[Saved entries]
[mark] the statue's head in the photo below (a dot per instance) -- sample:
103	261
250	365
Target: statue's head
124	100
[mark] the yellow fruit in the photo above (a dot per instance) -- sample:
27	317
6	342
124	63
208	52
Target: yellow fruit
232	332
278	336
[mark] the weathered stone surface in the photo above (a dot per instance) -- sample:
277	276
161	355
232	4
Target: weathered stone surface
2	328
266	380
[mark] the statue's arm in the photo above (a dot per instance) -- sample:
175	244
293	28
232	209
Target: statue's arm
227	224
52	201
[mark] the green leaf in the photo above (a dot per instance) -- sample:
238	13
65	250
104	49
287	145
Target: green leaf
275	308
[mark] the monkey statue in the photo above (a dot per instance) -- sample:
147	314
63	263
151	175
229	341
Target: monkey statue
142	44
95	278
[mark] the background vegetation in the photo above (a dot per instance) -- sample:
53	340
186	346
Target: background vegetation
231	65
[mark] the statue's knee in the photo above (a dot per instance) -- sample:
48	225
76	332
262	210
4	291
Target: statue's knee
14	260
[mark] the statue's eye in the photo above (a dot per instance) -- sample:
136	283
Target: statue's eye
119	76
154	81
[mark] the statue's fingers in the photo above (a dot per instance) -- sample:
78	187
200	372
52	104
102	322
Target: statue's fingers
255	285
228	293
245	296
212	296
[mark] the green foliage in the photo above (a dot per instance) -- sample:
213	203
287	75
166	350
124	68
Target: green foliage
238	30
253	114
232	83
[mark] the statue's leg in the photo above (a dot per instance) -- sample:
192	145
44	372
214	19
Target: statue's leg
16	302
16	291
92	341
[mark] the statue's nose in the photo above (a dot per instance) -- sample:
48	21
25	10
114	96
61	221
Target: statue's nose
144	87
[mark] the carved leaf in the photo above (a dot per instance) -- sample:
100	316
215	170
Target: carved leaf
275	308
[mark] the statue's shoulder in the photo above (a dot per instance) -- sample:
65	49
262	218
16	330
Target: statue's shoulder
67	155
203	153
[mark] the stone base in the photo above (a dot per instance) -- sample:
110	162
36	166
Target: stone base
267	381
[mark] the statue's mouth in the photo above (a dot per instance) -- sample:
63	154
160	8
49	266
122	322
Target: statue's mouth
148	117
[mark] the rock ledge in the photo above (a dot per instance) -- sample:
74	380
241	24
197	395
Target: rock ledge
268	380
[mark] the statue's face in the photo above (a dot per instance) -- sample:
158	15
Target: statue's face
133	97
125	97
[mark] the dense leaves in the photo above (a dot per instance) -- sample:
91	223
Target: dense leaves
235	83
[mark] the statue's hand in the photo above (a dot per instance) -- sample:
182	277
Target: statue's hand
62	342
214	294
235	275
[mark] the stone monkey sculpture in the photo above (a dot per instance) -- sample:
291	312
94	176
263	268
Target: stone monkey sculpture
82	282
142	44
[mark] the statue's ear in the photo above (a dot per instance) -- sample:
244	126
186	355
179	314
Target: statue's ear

## Task directions
Every record must be transcribed exactly as written.

## Response to the task
[mark] the statue's head in the photo below (a dot per instance) -- sample:
103	261
250	365
Target: statue's head
124	100
[mark] the yellow fruit in the photo above (a dot per instance) -- sample:
27	317
6	342
124	63
208	52
Target: yellow fruit
232	332
278	336
[mark] the weathered stone surface in the photo above (a dot per instance) -- sample:
277	276
161	355
232	4
Target: weathered stone surface
2	328
266	380
[mark] the statue's arm in the photo above (a dot per instance) -- sample:
175	244
293	28
232	209
Target: statue's arm
227	224
52	201
[mark] the green leaf in the photo above (a dot per instance) -- sample:
238	13
65	250
104	49
287	145
Target: green leaf
275	308
[mark] the monkey statue in the photo above (a dot per instance) -- sample:
147	314
63	263
151	175
229	341
Target: monkey statue
142	44
95	278
[mark] the background vegetation in the photo above (a dot per instance) -- sample:
53	340
186	346
Target: background vegetation
231	65
[mark] the statue's knee in the photo above (a dot per instance) -- sample:
48	225
76	332
262	210
4	291
Target: statue's knee
14	260
[mark] the statue's eye in the photo above (a dot per instance) -- sample:
136	283
Target: statue's eye
119	76
154	81
[mark] the statue's fingers in the photo above (a dot per instance) -- sample:
78	187
200	372
52	104
102	322
Target: statue's fingers
255	285
228	293
245	296
212	296
[mark] the green foliage in the photo above (a dot per instance) -- sample:
213	203
287	75
166	350
124	68
Target: green foliage
238	30
253	114
232	83
[mark] the statue's leg in the photo above (a dot per instance) -- sample:
192	145
44	372
214	19
Target: statue's leg
16	302
16	291
92	341
[mark] the statue's nose in the photo above (a dot per instance) -- sample:
48	21
25	10
114	96
61	221
Target: statue's nose
144	87
[mark] the carved leaf in the photo above (a dot per instance) -- sample:
100	316
215	170
Target: carved leaf
275	308
[mark] the statue's shoulder in the photo above (a dot per instance) -- sample:
65	49
262	218
16	330
Target: statue's shoulder
67	155
203	153
[mark] the stone base in the photo above (a dot per instance) -- sample:
110	162
36	166
Target: stone base
267	381
[mark] the statue's mouth in the photo above (a dot per instance) -- sample:
63	154
160	8
49	266
122	322
Target: statue's mouth
148	117
[mark] the rock ledge in the photo above (a dot per instance) -- sample:
74	380
241	24
197	395
Target: rock ledge
268	380
[mark] the statue's face in the photo above (a dot per instance) -- sample:
158	15
Target: statue's face
133	97
125	97
[mark] the dense leaves in the photo above (a dot per instance) -- sample:
91	223
Target: dense leaves
235	83
[mark] the statue's hand in the photo above (a dot per instance) -- sample:
182	277
Target: statue's hand
62	342
214	294
235	275
[mark] the stone monkey sculpture in the photo above (a dot per instance) -- sample:
291	312
94	176
263	268
Target: stone monkey sculpture
82	282
142	44
[mark] the statue's ear in the photo above (a dot per instance) -- sample:
244	126
186	355
179	314
Target: statue's ear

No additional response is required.